If there is magic (it's doped plasma or something), what's the secret? ;-)
We've (.tech) speculated that the (big) Romulan ships stream matter at the
quantum singularity, and let either Hawking radiation or just the infall
X-ray emissions energise part of the matter stream which becomes plasma and
is sent off to the nacelles.
We've also speculated a bunch that older Federation ships predating the
Constitution-class used fusion drives which had a *very* limited range,
thus making the 1701' such a big deal and explaining away all the
references to "breaking the time barrier" in "The Cage" and such. There are
a bunch of current newsgroup threads and past discussions talking about how
it might not have been called "Warp" until just before the 1701', making
the Romulan War with non-warp ships feasable.
Thanks,
Joshua
PS: Of course it's just a show. Consistancy is just fun!

> _Short task 1_: Count the lines in the entries that contain the string "tree", matching case, and reply with the number alone.
The post on Star Trek propulsion has nothing to do with the entries that come after it.

> _Data entries_:
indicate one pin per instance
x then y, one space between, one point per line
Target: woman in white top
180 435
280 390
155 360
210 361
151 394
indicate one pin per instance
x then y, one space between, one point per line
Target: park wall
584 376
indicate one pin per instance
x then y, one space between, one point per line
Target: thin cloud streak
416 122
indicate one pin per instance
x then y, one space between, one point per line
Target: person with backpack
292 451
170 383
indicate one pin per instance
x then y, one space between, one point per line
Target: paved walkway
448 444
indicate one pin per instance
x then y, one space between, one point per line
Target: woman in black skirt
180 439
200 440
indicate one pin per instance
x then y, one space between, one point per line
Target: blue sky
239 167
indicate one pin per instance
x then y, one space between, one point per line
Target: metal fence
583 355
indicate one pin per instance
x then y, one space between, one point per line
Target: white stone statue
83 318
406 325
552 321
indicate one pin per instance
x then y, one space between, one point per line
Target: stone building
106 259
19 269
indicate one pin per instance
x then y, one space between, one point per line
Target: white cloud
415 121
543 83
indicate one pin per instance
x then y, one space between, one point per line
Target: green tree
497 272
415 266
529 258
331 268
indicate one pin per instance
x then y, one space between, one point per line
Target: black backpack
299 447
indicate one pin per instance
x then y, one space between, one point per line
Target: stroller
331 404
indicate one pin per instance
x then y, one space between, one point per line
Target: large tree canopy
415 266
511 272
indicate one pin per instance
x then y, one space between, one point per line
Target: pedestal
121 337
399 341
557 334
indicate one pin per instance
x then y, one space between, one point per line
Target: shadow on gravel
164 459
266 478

---

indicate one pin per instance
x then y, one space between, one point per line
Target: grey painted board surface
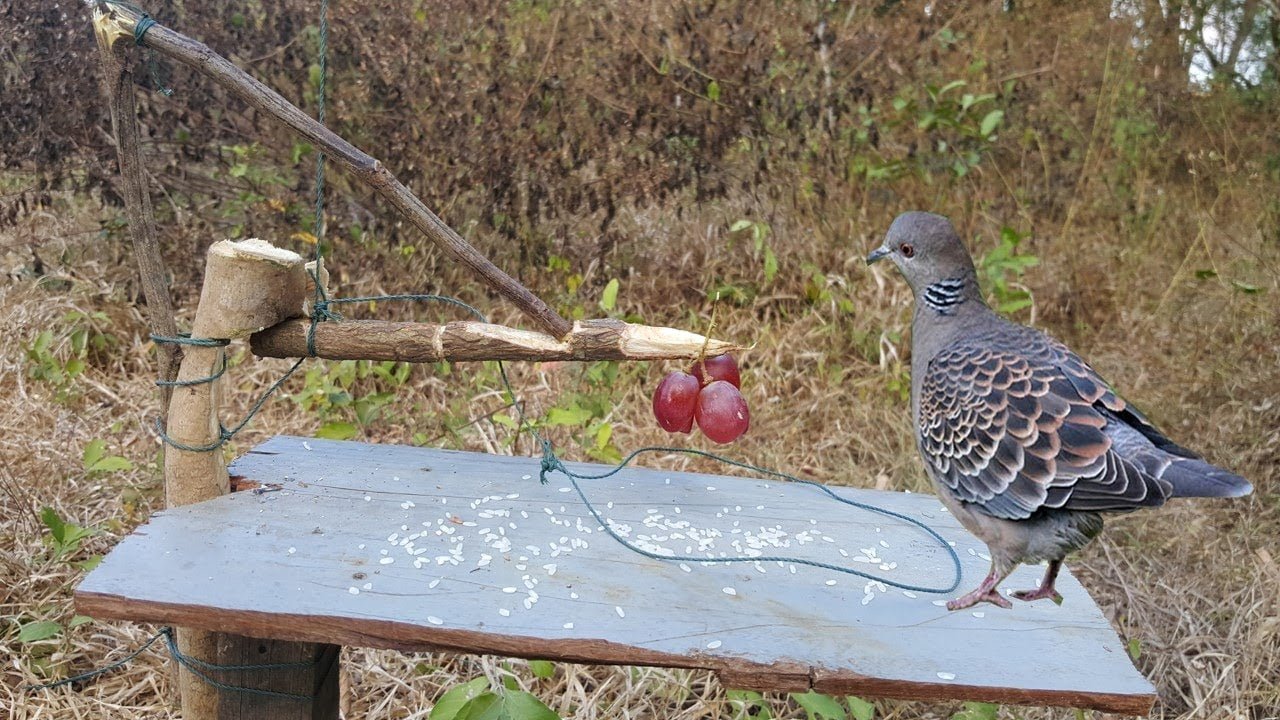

> _Short task 2_: Print the part of the post on Star Trek propulsion starting at "We've (.tech) speculated" and ending at "to the nacelles.".

> _Full solution 1_: 2

> _Full solution 2_:
We've (.tech) speculated that the (big) Romulan ships stream matter at the
quantum singularity, and let either Hawking radiation or just the infall
X-ray emissions energise part of the matter stream which becomes plasma and
is sent off to the nacelles.